— start of RAW RECORDS —
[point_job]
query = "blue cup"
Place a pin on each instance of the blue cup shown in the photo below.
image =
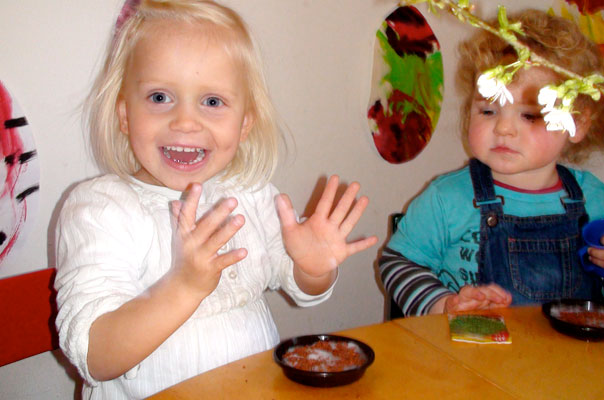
(592, 233)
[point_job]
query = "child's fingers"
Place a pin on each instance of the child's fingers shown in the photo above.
(232, 257)
(188, 208)
(360, 245)
(355, 215)
(343, 206)
(496, 294)
(471, 292)
(223, 234)
(285, 210)
(212, 220)
(326, 201)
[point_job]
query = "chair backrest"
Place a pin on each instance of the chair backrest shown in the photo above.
(27, 315)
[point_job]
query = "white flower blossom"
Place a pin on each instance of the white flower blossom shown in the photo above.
(547, 98)
(494, 89)
(557, 119)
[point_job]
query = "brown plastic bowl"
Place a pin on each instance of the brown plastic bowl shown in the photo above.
(582, 332)
(322, 379)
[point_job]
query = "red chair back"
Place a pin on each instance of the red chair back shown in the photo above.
(27, 315)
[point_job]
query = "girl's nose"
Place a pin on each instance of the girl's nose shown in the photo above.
(505, 126)
(185, 119)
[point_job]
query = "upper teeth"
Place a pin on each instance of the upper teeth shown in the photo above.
(185, 149)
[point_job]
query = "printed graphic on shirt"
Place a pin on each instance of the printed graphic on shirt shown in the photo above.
(462, 265)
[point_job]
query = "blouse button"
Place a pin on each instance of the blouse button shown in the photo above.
(492, 221)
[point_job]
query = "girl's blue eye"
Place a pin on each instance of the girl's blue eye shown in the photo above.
(486, 111)
(213, 102)
(159, 97)
(532, 117)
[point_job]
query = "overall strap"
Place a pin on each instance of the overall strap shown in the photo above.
(570, 184)
(482, 181)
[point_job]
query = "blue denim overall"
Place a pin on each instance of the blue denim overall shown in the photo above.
(534, 258)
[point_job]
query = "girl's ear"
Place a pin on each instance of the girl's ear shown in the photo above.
(122, 115)
(246, 127)
(583, 123)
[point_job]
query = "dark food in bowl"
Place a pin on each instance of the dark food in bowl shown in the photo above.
(594, 319)
(295, 371)
(325, 356)
(582, 319)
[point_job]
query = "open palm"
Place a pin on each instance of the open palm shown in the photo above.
(318, 245)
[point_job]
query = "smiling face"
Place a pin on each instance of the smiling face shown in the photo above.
(513, 140)
(182, 105)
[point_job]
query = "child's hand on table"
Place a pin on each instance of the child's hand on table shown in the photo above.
(318, 245)
(480, 297)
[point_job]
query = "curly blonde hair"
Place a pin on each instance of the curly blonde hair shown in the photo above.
(558, 40)
(256, 157)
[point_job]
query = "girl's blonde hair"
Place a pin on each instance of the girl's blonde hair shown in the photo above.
(256, 157)
(558, 40)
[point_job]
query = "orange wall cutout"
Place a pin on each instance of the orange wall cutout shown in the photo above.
(588, 14)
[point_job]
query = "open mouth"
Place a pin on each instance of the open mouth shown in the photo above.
(184, 155)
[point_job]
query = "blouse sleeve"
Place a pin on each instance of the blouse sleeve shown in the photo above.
(97, 261)
(282, 272)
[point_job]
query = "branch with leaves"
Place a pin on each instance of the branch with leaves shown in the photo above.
(492, 83)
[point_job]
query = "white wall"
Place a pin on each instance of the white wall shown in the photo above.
(318, 56)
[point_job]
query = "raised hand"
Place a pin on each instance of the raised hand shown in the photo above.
(196, 243)
(319, 244)
(481, 297)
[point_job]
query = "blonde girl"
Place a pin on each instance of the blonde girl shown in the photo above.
(162, 262)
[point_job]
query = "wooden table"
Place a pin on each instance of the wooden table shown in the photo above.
(541, 363)
(415, 358)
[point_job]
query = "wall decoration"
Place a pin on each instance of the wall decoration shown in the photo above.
(19, 175)
(407, 85)
(588, 14)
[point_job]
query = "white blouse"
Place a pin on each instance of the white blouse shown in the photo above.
(114, 241)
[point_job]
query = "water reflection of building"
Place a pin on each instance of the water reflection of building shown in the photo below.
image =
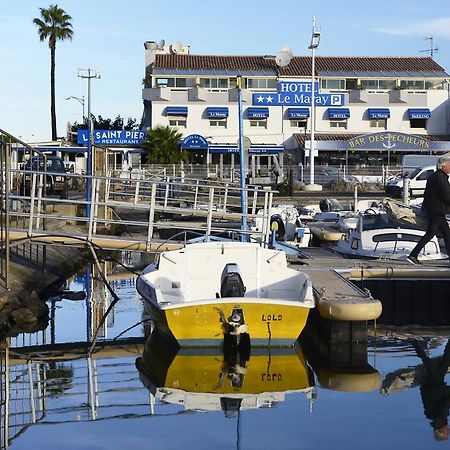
(61, 384)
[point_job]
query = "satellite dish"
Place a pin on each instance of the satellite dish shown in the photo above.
(288, 50)
(176, 47)
(283, 58)
(150, 45)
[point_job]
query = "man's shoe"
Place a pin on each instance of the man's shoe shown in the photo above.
(413, 260)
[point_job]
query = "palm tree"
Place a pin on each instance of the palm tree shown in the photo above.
(54, 24)
(163, 146)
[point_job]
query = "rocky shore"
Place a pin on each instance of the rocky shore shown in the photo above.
(23, 307)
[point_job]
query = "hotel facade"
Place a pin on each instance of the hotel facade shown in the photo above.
(369, 110)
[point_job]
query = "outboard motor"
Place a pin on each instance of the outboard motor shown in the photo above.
(231, 284)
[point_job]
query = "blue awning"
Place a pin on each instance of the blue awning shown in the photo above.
(176, 111)
(338, 113)
(257, 113)
(298, 113)
(419, 113)
(217, 112)
(253, 150)
(379, 113)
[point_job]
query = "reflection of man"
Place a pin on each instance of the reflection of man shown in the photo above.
(434, 391)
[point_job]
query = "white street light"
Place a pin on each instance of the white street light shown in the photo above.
(283, 58)
(80, 100)
(89, 74)
(315, 39)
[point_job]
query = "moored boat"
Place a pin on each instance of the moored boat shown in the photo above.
(377, 237)
(209, 291)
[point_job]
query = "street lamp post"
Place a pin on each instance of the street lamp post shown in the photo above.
(79, 100)
(315, 39)
(243, 163)
(89, 74)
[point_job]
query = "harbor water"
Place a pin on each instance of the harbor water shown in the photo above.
(132, 395)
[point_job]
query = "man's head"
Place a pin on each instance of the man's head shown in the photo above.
(444, 164)
(441, 434)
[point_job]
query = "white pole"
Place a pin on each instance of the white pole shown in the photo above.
(313, 113)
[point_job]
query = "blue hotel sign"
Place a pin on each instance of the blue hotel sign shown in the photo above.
(112, 137)
(194, 142)
(297, 93)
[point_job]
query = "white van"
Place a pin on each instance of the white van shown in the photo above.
(417, 169)
(417, 181)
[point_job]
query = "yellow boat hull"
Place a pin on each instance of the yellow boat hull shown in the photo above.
(203, 324)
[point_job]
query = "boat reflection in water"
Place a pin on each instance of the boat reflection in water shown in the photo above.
(207, 379)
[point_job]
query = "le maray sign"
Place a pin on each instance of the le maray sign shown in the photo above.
(297, 93)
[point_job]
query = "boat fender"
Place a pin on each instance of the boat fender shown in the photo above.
(277, 225)
(236, 322)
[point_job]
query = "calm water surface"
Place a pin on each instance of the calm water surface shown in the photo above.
(301, 400)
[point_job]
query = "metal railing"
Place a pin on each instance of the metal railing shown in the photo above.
(148, 209)
(9, 146)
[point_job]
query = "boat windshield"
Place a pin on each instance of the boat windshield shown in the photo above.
(378, 221)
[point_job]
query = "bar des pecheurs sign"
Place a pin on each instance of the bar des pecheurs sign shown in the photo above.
(389, 140)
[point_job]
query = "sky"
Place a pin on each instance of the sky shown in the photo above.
(109, 36)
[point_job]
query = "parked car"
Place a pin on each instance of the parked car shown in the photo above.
(417, 181)
(56, 182)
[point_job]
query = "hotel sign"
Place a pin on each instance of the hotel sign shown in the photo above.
(388, 140)
(297, 93)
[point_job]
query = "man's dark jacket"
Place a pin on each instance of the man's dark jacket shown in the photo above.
(436, 199)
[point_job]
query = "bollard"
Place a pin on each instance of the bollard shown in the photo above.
(406, 191)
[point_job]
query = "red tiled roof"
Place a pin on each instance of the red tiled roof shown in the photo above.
(299, 65)
(300, 138)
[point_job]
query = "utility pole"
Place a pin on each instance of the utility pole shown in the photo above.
(89, 74)
(432, 48)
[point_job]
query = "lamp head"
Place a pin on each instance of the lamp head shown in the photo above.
(315, 39)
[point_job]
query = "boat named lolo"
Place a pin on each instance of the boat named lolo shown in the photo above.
(207, 292)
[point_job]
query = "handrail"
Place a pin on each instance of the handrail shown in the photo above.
(129, 199)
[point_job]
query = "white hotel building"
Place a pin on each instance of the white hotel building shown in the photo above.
(389, 105)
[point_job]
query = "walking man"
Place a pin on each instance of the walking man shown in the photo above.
(436, 203)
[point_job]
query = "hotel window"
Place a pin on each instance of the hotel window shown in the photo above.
(260, 123)
(261, 83)
(338, 123)
(180, 122)
(378, 85)
(330, 84)
(175, 82)
(299, 123)
(214, 83)
(378, 123)
(218, 123)
(413, 84)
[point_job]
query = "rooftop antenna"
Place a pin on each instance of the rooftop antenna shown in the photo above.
(161, 44)
(432, 48)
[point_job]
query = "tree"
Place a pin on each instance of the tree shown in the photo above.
(54, 24)
(163, 146)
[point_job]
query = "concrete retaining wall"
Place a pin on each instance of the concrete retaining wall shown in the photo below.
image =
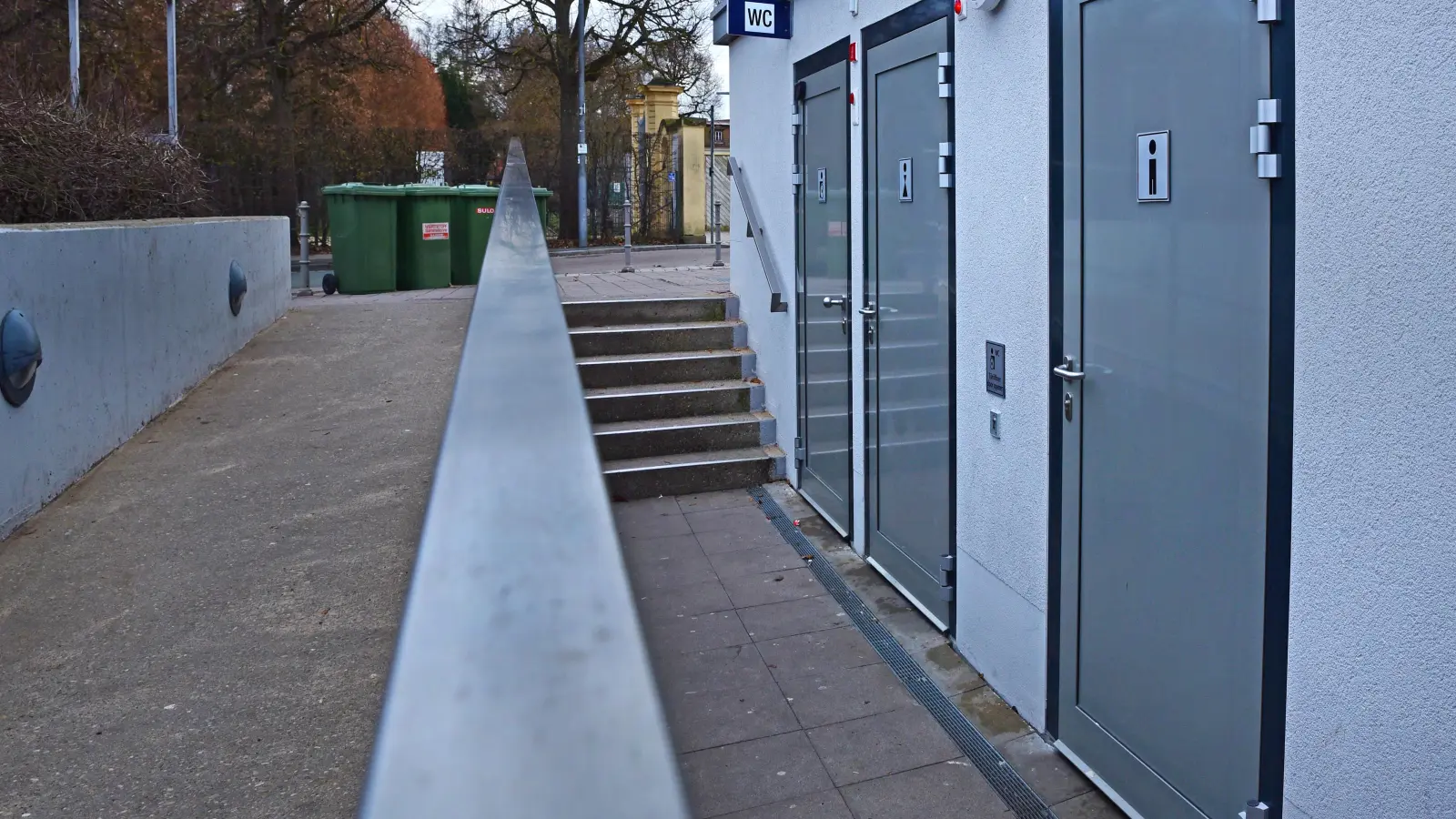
(131, 315)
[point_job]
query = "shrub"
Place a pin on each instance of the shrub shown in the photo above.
(75, 165)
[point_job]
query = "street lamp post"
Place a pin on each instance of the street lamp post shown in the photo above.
(713, 179)
(581, 116)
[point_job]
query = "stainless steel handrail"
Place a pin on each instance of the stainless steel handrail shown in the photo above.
(521, 685)
(761, 238)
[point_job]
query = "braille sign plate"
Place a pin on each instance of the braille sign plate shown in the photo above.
(996, 369)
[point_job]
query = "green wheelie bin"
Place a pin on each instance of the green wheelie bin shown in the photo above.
(424, 237)
(363, 237)
(470, 216)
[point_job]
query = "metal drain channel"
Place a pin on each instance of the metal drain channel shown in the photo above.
(1009, 785)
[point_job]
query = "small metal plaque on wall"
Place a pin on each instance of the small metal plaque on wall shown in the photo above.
(996, 369)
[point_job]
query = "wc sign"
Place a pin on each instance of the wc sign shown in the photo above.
(754, 18)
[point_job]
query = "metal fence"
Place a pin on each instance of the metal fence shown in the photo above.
(521, 683)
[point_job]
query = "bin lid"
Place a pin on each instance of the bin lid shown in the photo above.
(360, 189)
(419, 189)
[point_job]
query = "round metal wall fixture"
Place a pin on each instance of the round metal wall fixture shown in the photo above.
(19, 358)
(237, 288)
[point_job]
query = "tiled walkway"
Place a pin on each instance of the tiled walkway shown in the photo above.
(776, 703)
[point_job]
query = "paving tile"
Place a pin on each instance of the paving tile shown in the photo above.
(682, 567)
(1048, 773)
(673, 601)
(817, 653)
(772, 588)
(732, 541)
(750, 774)
(881, 745)
(997, 722)
(744, 519)
(718, 669)
(1088, 806)
(793, 617)
(945, 790)
(652, 521)
(824, 804)
(706, 501)
(696, 632)
(848, 694)
(757, 560)
(708, 719)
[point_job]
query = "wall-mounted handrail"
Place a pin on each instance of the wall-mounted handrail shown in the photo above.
(521, 683)
(761, 238)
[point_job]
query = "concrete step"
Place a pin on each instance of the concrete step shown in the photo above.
(664, 368)
(615, 312)
(676, 337)
(692, 472)
(673, 399)
(677, 436)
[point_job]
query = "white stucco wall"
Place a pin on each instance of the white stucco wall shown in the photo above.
(1001, 75)
(131, 315)
(1372, 704)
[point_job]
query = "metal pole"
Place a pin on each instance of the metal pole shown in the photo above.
(626, 222)
(713, 181)
(172, 73)
(76, 53)
(303, 245)
(581, 116)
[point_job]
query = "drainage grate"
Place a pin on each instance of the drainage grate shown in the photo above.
(1002, 777)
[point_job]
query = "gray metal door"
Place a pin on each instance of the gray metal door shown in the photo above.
(1165, 439)
(907, 324)
(824, 303)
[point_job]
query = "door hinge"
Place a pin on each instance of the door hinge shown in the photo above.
(1270, 11)
(1261, 138)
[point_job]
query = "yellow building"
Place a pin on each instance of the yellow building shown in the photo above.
(672, 194)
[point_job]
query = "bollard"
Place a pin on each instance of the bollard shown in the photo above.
(303, 248)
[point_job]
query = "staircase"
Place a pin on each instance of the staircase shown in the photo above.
(673, 399)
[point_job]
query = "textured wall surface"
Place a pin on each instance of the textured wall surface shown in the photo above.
(1372, 705)
(131, 315)
(1001, 75)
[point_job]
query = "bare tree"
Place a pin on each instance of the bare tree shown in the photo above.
(523, 36)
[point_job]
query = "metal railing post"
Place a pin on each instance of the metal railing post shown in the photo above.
(303, 247)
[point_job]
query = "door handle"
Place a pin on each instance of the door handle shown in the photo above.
(1069, 370)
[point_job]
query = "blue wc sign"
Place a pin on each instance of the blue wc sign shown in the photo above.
(752, 18)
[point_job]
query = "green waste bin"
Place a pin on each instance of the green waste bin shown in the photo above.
(424, 237)
(363, 237)
(470, 216)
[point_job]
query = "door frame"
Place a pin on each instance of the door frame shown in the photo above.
(814, 63)
(875, 34)
(1281, 395)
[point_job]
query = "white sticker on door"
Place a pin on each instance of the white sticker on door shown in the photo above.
(1154, 167)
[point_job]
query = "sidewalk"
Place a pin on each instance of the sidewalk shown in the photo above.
(781, 707)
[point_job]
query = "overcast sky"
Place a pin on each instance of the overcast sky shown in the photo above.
(439, 9)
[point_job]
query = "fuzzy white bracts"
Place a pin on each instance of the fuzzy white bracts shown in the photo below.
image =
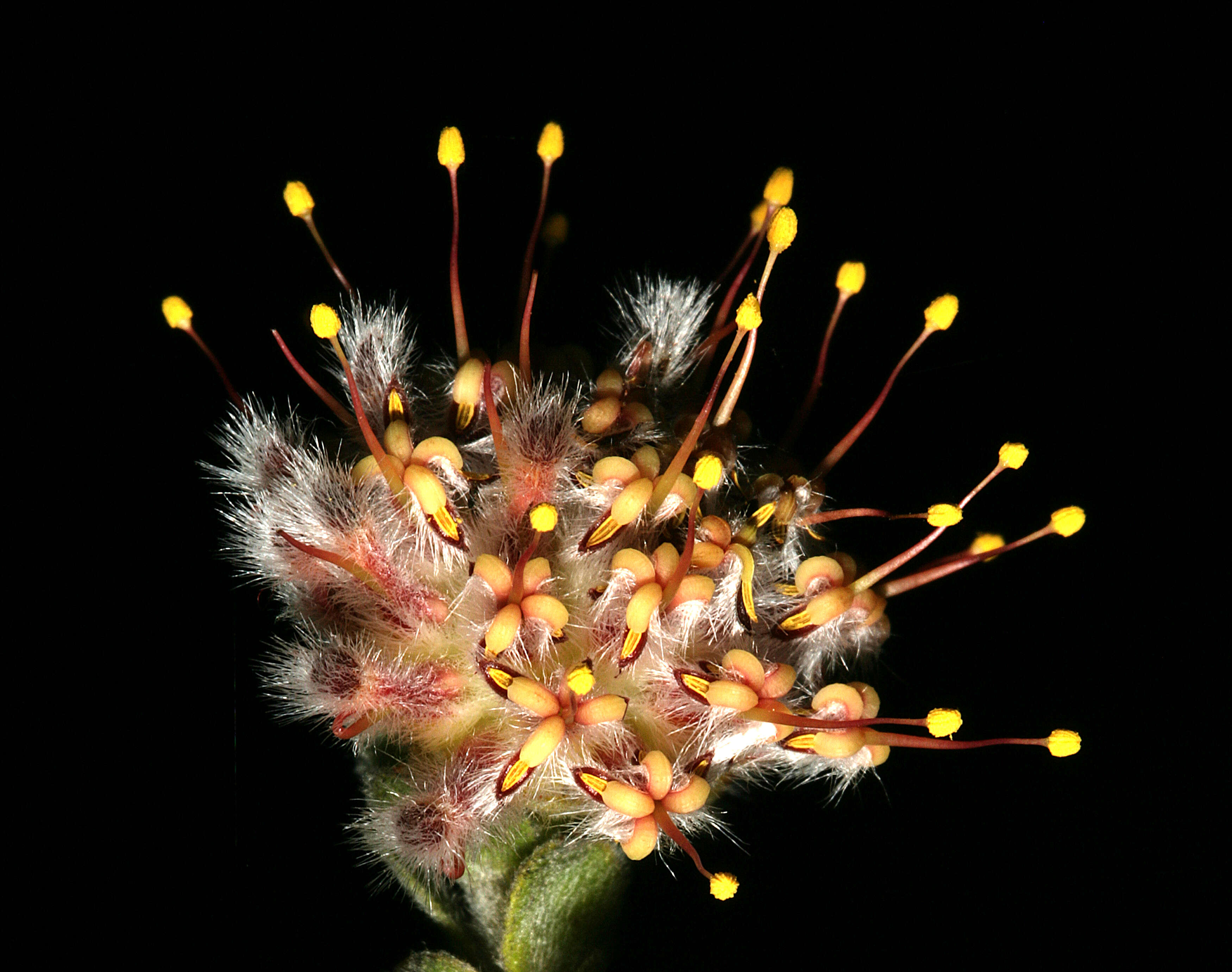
(512, 668)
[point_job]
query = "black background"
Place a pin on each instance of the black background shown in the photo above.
(997, 178)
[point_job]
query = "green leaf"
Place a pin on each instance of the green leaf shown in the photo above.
(435, 962)
(564, 907)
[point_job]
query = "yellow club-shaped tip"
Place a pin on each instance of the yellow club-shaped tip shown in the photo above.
(944, 514)
(325, 322)
(941, 315)
(177, 312)
(1013, 455)
(724, 886)
(551, 143)
(709, 471)
(581, 679)
(1064, 742)
(850, 278)
(783, 229)
(544, 518)
(779, 187)
(450, 151)
(748, 315)
(298, 199)
(1069, 520)
(985, 543)
(944, 721)
(758, 216)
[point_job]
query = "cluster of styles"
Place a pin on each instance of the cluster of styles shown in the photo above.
(572, 600)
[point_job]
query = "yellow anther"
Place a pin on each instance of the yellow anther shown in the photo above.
(783, 229)
(551, 143)
(544, 518)
(581, 678)
(762, 514)
(758, 216)
(1064, 742)
(746, 558)
(596, 783)
(944, 514)
(985, 543)
(944, 722)
(602, 534)
(850, 278)
(501, 677)
(178, 313)
(800, 742)
(709, 471)
(697, 684)
(1069, 520)
(631, 646)
(779, 187)
(939, 315)
(1013, 455)
(325, 321)
(450, 151)
(298, 199)
(748, 315)
(518, 772)
(446, 524)
(724, 886)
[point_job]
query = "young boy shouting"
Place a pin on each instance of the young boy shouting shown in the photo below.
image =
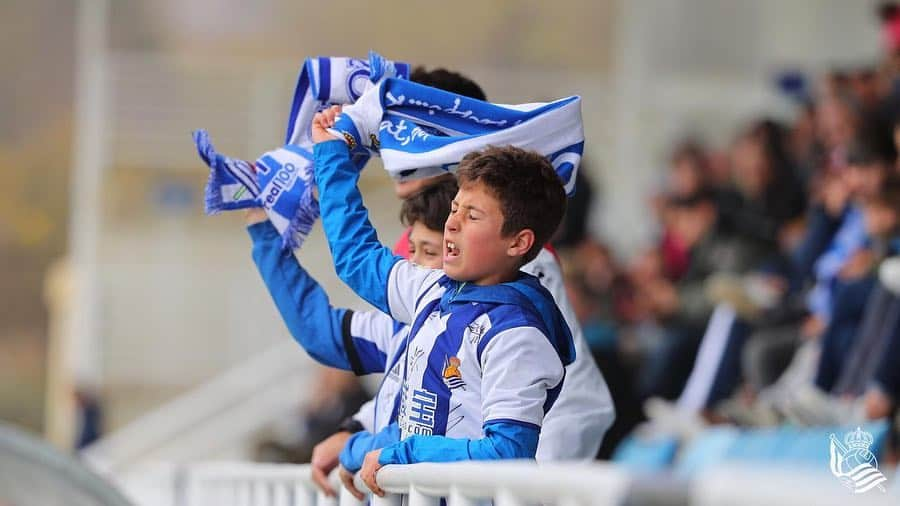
(485, 354)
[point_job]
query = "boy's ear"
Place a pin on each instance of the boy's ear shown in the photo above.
(520, 243)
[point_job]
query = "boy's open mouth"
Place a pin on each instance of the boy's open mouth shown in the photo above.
(450, 249)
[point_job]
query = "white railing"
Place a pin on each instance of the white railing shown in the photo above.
(515, 483)
(462, 484)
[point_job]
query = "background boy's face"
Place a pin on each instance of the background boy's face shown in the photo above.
(880, 218)
(474, 247)
(426, 246)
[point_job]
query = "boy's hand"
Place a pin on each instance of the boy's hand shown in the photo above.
(368, 471)
(322, 121)
(325, 458)
(347, 479)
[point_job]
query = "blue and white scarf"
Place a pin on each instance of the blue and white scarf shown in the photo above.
(422, 131)
(280, 181)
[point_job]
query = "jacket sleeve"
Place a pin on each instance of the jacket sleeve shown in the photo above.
(361, 443)
(502, 440)
(335, 337)
(370, 269)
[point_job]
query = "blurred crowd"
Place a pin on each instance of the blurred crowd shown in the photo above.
(771, 293)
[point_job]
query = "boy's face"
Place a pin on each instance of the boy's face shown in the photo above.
(426, 246)
(880, 218)
(474, 248)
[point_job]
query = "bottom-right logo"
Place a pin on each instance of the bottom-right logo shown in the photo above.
(854, 464)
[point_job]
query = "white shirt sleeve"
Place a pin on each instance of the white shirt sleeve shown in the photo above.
(366, 416)
(406, 285)
(519, 367)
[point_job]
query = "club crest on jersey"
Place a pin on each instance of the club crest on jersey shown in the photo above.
(476, 332)
(452, 377)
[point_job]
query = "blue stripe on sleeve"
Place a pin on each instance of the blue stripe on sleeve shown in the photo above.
(302, 303)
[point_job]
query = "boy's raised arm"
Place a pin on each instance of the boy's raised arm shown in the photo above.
(335, 337)
(360, 259)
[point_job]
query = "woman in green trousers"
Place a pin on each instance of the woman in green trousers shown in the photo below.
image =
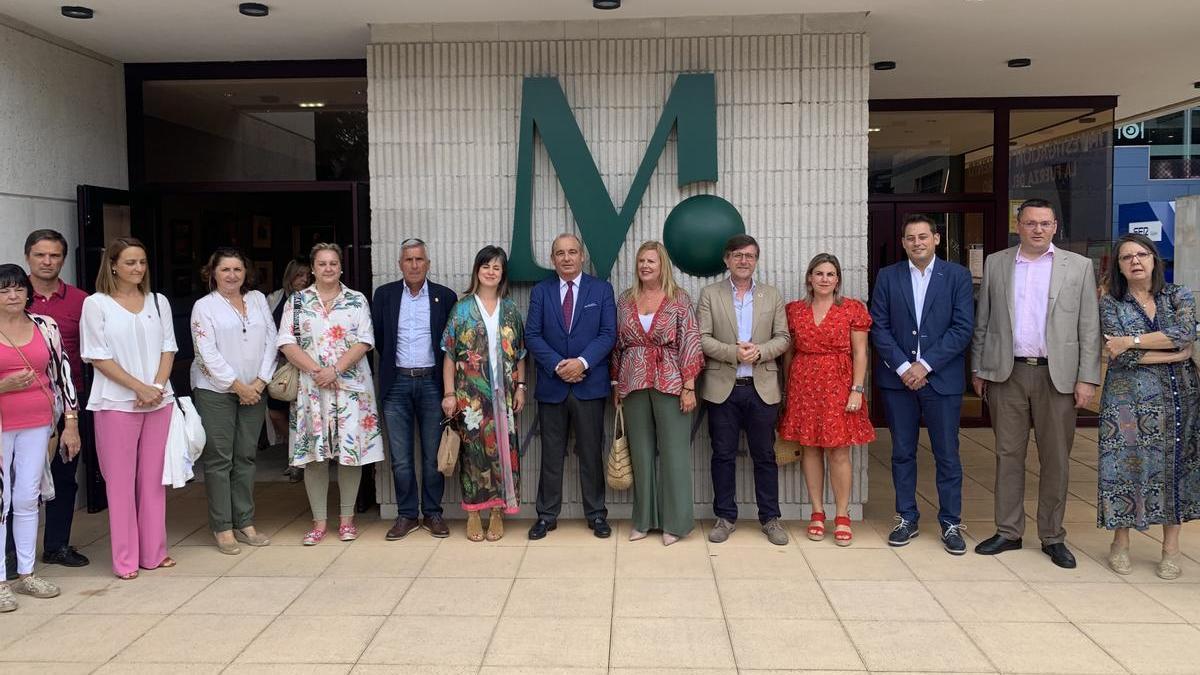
(234, 338)
(654, 369)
— end of RAW RECORDS —
Find every line in the listing above that contains the word "wheelie", and copy each of those lines.

*FINISHED ANSWER*
query = "green wheelie bin"
Place a pin on each instance of the green wheelie bin shown in the photo above.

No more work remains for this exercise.